Work to complete:
**A)** Translate into Spanish this sentence from the essay about growing up adopted: "It rarely made me feel different or out of place with my family."
**B)** Write out the part of the essay about growing up adopted between "There isn't an" and "a little twist.", inclusive.
**C)** Rewrite the paragraph of the essay about growing up adopted that begins "My sister and I were your typical siblings" as a shorter paragraph that keeps its main facts.

There isn't an exact moment where I remember my parents telling me I was adopted. I can just remember always knowing that I was. It rarely made me feel different or out of place with my family. My sister wasn't adopted, but I received the same unconditional love growing up alongside her. My parents treated us the same, and I am thankful for that, and for them not keeping my past a secret from me. We became a full family like any other, just with a little twist.
My sister and I were your typical siblings growing up—fighting, playing, crying, laughing, a couple punching fights here or there, (ones I never won because she was five years older than me and a lot larger), and I was always that annoying little sister that wanted to be with her doing all the things she was doing. As we grew up, we became closer and closer. She went off to college, and I found myself being the only child in the house during the time she was away. She would call home occasionally, or we would go visit, and I would be so excited to see her. It was always bittersweet because I wanted to stay with her. Going home saddened me, thoughts of not seeing her for a couple more weeks would sink in, and I found myself missing her the second we drove away. She was my big sister and we may not be sisters by blood, but our bond was growing stronger every day. Now that we are both a lot older, we continue to grow even closer and make more memories together. We see each other a lot more now, and we have our little moments of bonding and being sisters. She has three little furry babies that I love with all my heart and a wonderful husband. She will always be my big sister, and we will always look to one another for everything until we are old ladies sitting in rocking chairs in a nursing home together.

Raw data:
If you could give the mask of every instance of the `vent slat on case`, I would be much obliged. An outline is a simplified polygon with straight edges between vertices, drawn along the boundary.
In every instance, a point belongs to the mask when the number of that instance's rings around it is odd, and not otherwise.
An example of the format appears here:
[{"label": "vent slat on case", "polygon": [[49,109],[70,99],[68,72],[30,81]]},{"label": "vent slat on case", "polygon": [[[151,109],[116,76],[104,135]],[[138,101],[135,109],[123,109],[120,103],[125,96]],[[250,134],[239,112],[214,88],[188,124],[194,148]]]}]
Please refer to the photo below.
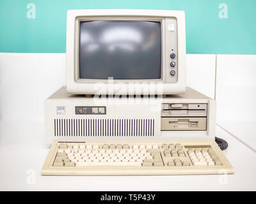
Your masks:
[{"label": "vent slat on case", "polygon": [[150,136],[154,119],[54,119],[55,136]]}]

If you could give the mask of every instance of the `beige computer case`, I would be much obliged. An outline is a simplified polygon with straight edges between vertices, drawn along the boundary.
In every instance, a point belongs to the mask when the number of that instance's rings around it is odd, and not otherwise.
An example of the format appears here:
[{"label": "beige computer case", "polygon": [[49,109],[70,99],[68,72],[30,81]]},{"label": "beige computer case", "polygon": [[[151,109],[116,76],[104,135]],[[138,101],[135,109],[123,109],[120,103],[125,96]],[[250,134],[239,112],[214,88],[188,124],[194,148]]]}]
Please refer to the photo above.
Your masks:
[{"label": "beige computer case", "polygon": [[216,102],[195,90],[141,98],[72,95],[62,87],[45,101],[46,143],[54,139],[211,139]]}]

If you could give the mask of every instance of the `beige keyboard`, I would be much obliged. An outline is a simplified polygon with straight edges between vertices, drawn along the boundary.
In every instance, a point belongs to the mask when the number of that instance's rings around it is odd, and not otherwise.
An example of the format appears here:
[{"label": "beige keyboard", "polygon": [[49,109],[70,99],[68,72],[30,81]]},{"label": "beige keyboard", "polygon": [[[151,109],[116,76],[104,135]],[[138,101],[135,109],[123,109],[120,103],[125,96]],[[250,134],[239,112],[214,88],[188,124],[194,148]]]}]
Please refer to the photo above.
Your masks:
[{"label": "beige keyboard", "polygon": [[42,175],[234,173],[214,140],[55,140]]}]

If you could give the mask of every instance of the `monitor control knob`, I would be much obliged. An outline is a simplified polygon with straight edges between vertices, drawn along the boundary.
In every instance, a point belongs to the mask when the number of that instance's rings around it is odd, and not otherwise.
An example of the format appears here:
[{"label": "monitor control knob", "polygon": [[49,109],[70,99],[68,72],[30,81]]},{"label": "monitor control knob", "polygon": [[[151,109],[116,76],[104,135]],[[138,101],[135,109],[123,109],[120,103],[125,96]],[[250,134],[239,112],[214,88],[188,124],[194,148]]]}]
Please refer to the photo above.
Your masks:
[{"label": "monitor control knob", "polygon": [[176,57],[176,55],[175,53],[172,53],[171,55],[170,55],[172,59],[174,59]]},{"label": "monitor control knob", "polygon": [[175,62],[172,62],[170,65],[171,65],[172,67],[173,67],[173,66],[175,66],[176,65],[176,63]]},{"label": "monitor control knob", "polygon": [[174,76],[176,73],[176,71],[175,70],[172,70],[170,73],[172,76]]}]

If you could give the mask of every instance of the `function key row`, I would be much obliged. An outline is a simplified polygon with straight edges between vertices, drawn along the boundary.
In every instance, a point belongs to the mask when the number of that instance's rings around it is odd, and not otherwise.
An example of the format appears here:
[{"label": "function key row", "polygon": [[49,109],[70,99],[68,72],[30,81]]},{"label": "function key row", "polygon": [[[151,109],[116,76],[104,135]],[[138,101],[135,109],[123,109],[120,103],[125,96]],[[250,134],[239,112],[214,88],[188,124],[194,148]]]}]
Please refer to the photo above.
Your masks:
[{"label": "function key row", "polygon": [[157,145],[157,144],[134,144],[134,145],[129,145],[129,144],[103,144],[103,145],[98,145],[98,144],[86,144],[86,145],[71,145],[63,143],[59,145],[59,149],[182,149],[182,145],[179,143],[178,144],[166,144],[164,143],[163,145]]}]

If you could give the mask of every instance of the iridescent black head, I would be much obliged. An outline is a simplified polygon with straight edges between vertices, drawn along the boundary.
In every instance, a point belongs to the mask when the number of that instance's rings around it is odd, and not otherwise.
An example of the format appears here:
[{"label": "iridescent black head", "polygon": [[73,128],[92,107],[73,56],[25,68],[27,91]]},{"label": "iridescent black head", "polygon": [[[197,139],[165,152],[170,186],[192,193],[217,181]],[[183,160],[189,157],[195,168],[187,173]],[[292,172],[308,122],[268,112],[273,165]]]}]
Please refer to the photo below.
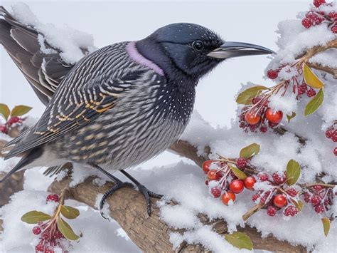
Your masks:
[{"label": "iridescent black head", "polygon": [[199,78],[223,60],[272,51],[256,45],[225,42],[203,26],[189,23],[172,24],[137,41],[139,52],[166,73],[181,71]]}]

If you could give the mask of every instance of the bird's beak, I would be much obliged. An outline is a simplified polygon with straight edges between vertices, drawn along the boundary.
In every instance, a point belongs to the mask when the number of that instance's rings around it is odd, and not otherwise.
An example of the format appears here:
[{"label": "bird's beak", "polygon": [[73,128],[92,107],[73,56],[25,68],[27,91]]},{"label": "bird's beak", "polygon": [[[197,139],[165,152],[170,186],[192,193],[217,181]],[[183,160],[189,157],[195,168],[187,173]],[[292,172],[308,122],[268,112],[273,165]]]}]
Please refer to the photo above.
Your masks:
[{"label": "bird's beak", "polygon": [[242,42],[226,41],[218,48],[207,54],[208,56],[224,59],[233,57],[275,53],[272,50],[261,46]]}]

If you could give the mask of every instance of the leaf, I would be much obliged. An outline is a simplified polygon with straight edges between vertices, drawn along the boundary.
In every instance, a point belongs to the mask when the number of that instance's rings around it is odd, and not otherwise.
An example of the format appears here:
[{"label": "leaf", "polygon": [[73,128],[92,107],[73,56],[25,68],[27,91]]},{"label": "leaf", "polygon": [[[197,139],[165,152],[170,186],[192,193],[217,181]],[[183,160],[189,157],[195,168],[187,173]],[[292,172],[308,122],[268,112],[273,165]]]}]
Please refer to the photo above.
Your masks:
[{"label": "leaf", "polygon": [[247,177],[247,175],[245,175],[243,171],[238,169],[235,166],[229,163],[228,163],[228,166],[230,166],[230,169],[232,170],[233,173],[235,174],[235,175],[237,177],[238,179],[244,180]]},{"label": "leaf", "polygon": [[80,237],[74,233],[70,225],[65,222],[63,219],[59,217],[57,221],[58,230],[65,238],[70,240],[77,240]]},{"label": "leaf", "polygon": [[11,116],[22,116],[32,109],[31,107],[26,105],[16,105],[11,110]]},{"label": "leaf", "polygon": [[257,155],[260,151],[260,145],[257,143],[252,143],[250,145],[243,148],[240,151],[240,157],[243,158],[250,158],[253,155]]},{"label": "leaf", "polygon": [[314,113],[322,104],[323,99],[324,98],[324,94],[323,89],[319,90],[316,95],[311,99],[306,106],[304,110],[304,115],[307,116],[311,113]]},{"label": "leaf", "polygon": [[324,230],[324,235],[327,237],[330,230],[330,220],[324,217],[321,219],[321,221],[323,223],[323,229]]},{"label": "leaf", "polygon": [[68,205],[61,206],[61,214],[67,219],[75,219],[80,215],[80,211]]},{"label": "leaf", "polygon": [[306,83],[314,88],[322,88],[324,87],[324,83],[319,79],[314,72],[306,63],[303,64],[303,76]]},{"label": "leaf", "polygon": [[268,88],[258,86],[247,88],[239,94],[236,98],[236,103],[242,105],[249,105],[252,103],[252,99],[256,97],[263,90],[267,90]]},{"label": "leaf", "polygon": [[21,220],[28,224],[36,224],[51,219],[51,216],[42,212],[31,211],[25,213],[21,217]]},{"label": "leaf", "polygon": [[4,103],[0,103],[0,114],[4,117],[6,121],[7,121],[7,118],[11,113],[11,110],[9,110],[7,105]]},{"label": "leaf", "polygon": [[253,249],[253,244],[250,237],[240,232],[235,232],[231,234],[225,234],[225,239],[237,248],[249,250]]},{"label": "leaf", "polygon": [[292,185],[297,182],[301,175],[301,166],[299,163],[291,159],[287,165],[287,183]]},{"label": "leaf", "polygon": [[292,112],[292,113],[291,113],[291,115],[288,115],[288,114],[287,114],[287,118],[288,119],[288,123],[289,123],[290,120],[291,120],[292,118],[295,118],[295,117],[296,117],[296,113],[295,113],[295,112]]}]

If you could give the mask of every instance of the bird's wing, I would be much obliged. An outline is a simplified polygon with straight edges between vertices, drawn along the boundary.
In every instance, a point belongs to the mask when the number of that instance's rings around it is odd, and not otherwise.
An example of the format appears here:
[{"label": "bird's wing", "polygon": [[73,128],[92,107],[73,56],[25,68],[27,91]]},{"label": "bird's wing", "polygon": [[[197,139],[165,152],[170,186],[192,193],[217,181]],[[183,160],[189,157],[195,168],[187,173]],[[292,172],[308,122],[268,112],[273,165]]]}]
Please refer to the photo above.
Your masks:
[{"label": "bird's wing", "polygon": [[[0,43],[46,105],[74,65],[63,61],[62,52],[43,39],[43,34],[16,19],[0,6]],[[44,49],[41,51],[41,43]],[[86,54],[88,48],[81,50]]]},{"label": "bird's wing", "polygon": [[94,78],[80,88],[73,86],[70,90],[61,83],[41,119],[18,143],[14,142],[16,145],[5,159],[55,140],[92,122],[112,109],[129,86],[121,80],[102,83],[100,78]]}]

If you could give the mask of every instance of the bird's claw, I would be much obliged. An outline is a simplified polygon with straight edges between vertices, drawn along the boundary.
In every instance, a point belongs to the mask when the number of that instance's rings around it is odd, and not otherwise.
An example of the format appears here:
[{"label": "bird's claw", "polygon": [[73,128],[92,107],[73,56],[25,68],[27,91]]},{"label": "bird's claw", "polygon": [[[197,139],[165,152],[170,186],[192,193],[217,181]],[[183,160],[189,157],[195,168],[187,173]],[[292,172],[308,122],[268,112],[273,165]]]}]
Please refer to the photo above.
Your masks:
[{"label": "bird's claw", "polygon": [[139,192],[141,192],[145,197],[145,201],[146,202],[146,206],[147,206],[147,214],[149,215],[149,216],[151,216],[151,210],[150,197],[160,199],[163,197],[163,195],[151,192],[143,185],[137,185],[137,187],[138,187],[138,190],[139,191]]},{"label": "bird's claw", "polygon": [[101,202],[100,202],[100,212],[101,213],[101,216],[106,219],[109,220],[109,217],[106,217],[105,215],[105,213],[103,212],[103,207],[104,205],[105,204],[105,202],[107,201],[107,199],[115,191],[120,188],[124,188],[124,187],[130,187],[130,188],[134,188],[134,185],[132,185],[131,182],[118,182],[110,189],[109,189],[104,194],[103,197],[102,197]]}]

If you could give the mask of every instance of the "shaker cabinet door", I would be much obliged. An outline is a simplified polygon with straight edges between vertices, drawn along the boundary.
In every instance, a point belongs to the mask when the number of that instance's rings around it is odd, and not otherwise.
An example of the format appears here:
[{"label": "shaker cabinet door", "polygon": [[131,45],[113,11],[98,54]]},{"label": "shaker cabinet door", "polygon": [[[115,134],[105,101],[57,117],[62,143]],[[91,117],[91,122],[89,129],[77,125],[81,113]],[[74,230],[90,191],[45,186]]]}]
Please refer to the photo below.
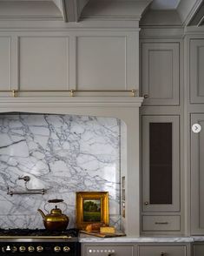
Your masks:
[{"label": "shaker cabinet door", "polygon": [[[197,132],[200,130],[199,125],[201,130]],[[204,234],[204,113],[191,115],[190,148],[191,233]]]},{"label": "shaker cabinet door", "polygon": [[142,211],[180,211],[179,116],[142,116]]},{"label": "shaker cabinet door", "polygon": [[190,101],[204,103],[204,38],[190,40]]},{"label": "shaker cabinet door", "polygon": [[179,43],[141,44],[143,105],[178,105]]}]

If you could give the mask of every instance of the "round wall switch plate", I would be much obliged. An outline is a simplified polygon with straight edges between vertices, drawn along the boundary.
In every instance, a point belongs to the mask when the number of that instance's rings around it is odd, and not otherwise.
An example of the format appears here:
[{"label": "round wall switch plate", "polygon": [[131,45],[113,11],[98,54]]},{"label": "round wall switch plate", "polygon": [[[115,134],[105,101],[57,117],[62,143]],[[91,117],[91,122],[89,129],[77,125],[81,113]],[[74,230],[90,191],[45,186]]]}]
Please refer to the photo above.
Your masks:
[{"label": "round wall switch plate", "polygon": [[194,133],[199,133],[201,131],[201,126],[199,124],[194,124],[192,125],[192,131]]}]

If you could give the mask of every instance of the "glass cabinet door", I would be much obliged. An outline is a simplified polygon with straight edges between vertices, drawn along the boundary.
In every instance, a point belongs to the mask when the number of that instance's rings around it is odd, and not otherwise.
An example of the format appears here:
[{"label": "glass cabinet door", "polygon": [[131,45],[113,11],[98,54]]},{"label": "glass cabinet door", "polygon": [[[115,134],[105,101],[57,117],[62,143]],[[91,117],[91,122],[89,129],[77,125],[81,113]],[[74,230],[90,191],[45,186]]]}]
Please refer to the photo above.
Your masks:
[{"label": "glass cabinet door", "polygon": [[178,116],[142,116],[142,210],[180,210]]}]

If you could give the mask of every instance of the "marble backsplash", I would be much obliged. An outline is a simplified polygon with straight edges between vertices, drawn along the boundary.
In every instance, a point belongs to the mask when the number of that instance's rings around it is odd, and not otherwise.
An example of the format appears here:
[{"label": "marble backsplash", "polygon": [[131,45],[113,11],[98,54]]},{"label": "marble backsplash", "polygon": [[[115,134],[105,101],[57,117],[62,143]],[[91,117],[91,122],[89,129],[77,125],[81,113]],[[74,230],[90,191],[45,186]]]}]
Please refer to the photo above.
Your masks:
[{"label": "marble backsplash", "polygon": [[[120,227],[120,120],[70,115],[0,115],[0,228],[43,228],[38,208],[59,207],[76,222],[76,192],[109,192],[110,225]],[[7,194],[30,189],[44,195]],[[53,204],[47,205],[48,209]]]}]

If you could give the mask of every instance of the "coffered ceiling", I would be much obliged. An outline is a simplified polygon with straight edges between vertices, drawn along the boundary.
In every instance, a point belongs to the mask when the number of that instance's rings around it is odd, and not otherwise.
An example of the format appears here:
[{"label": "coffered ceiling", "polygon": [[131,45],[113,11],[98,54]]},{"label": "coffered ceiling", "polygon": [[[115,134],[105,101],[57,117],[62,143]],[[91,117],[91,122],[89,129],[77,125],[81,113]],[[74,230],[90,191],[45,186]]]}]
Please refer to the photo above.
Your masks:
[{"label": "coffered ceiling", "polygon": [[[0,0],[0,20],[129,18],[153,24],[202,25],[204,0]],[[148,10],[148,11],[147,11]],[[146,11],[144,11],[146,10]],[[145,13],[145,15],[144,15]]]}]

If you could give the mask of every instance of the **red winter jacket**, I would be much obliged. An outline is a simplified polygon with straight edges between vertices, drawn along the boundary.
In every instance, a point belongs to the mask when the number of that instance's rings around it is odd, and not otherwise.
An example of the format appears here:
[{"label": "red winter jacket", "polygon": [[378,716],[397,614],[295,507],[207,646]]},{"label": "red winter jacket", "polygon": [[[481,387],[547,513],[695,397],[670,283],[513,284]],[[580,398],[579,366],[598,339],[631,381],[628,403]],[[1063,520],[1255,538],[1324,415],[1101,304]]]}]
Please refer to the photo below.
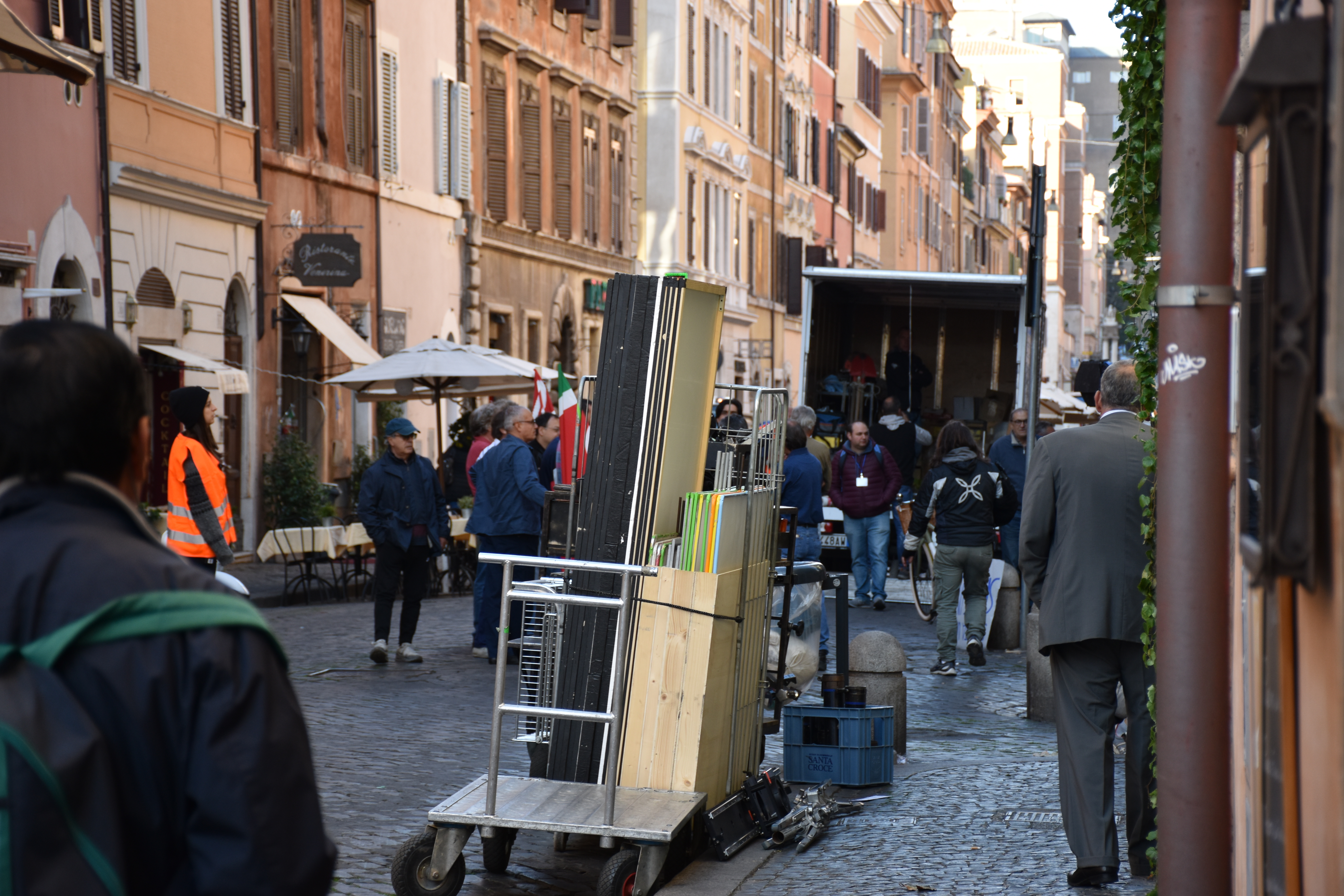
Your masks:
[{"label": "red winter jacket", "polygon": [[[880,462],[879,462],[880,458]],[[859,472],[868,477],[868,485],[859,488]],[[868,450],[855,454],[849,442],[831,455],[831,502],[845,516],[870,517],[891,510],[891,502],[900,490],[900,467],[891,451],[868,442]]]}]

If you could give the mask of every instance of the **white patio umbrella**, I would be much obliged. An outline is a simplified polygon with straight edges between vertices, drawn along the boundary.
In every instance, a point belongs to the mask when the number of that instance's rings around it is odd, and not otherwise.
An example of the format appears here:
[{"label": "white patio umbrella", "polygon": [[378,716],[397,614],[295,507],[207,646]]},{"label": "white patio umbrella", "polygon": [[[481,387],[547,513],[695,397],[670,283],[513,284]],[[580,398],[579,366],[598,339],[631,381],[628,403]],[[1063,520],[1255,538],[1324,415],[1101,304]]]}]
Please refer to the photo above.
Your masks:
[{"label": "white patio umbrella", "polygon": [[543,380],[556,376],[547,367],[511,357],[497,348],[427,339],[327,382],[353,390],[360,402],[433,400],[438,457],[442,457],[442,399],[531,392],[534,368]]}]

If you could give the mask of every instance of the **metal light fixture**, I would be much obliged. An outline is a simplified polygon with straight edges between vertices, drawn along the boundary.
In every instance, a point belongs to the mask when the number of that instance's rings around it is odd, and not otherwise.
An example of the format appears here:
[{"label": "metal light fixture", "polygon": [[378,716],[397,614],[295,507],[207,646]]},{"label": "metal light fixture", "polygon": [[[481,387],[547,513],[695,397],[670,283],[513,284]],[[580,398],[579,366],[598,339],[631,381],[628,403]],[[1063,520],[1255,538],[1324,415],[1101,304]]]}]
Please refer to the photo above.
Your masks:
[{"label": "metal light fixture", "polygon": [[933,13],[933,31],[929,40],[925,42],[925,52],[952,52],[952,47],[948,46],[948,39],[942,36],[942,13]]},{"label": "metal light fixture", "polygon": [[298,321],[289,330],[289,339],[294,343],[294,355],[308,357],[308,345],[313,340],[313,330],[304,321]]}]

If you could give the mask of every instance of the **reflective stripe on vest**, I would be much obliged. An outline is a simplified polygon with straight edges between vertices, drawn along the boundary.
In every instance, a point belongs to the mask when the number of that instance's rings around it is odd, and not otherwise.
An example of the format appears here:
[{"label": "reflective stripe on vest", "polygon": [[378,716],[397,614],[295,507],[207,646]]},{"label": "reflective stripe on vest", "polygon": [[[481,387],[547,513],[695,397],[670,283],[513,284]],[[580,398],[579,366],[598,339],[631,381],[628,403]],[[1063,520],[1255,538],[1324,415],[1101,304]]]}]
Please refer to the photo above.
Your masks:
[{"label": "reflective stripe on vest", "polygon": [[191,501],[187,497],[187,458],[196,463],[200,481],[206,486],[224,541],[238,540],[234,533],[234,514],[228,506],[228,484],[219,461],[196,439],[179,434],[168,454],[168,545],[188,557],[212,557],[215,552],[206,544],[196,520],[191,514]]}]

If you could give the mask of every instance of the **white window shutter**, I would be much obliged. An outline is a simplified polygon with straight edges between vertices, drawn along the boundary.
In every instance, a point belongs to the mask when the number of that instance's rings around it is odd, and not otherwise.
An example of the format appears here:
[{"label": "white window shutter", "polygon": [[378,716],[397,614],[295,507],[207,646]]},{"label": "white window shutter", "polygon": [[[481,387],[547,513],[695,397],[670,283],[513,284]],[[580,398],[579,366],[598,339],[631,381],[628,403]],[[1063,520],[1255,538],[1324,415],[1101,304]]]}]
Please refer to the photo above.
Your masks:
[{"label": "white window shutter", "polygon": [[434,79],[434,192],[453,192],[453,82]]},{"label": "white window shutter", "polygon": [[378,136],[380,145],[379,164],[383,177],[396,177],[396,54],[390,50],[382,51],[379,59],[379,73],[382,74],[383,91],[379,97],[382,109],[379,110],[382,133]]},{"label": "white window shutter", "polygon": [[472,197],[472,86],[453,83],[453,196]]}]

Results in order:
**A)** Rara vez me hizo sentir diferente o fuera de lugar con mi familia.

**B)**
There isn't an exact moment where I remember my parents telling me I was adopted. I can just remember always knowing that I was. It rarely made me feel different or out of place with my family. My sister wasn't adopted, but I received the same unconditional love growing up alongside her. My parents treated us the same, and I am thankful for that, and for them not keeping my past a secret from me. We became a full family like any other, just with a little twist.

**C)** The writer and an older sister, five years apart, grew up as typical siblings who fought, played, cried and laughed. The writer was the annoying little sister who always wanted to tag along. They grew closer over time. When the sister left for college, the writer was the only child at home and treasured her calls and their visits, though leaving her was always bittersweet. The two are not sisters by blood, but their bond kept growing. Now older, they see each other more and keep making memories. The sister has three furry pets and a husband. The writer expects them to rely on each other for everything into old age.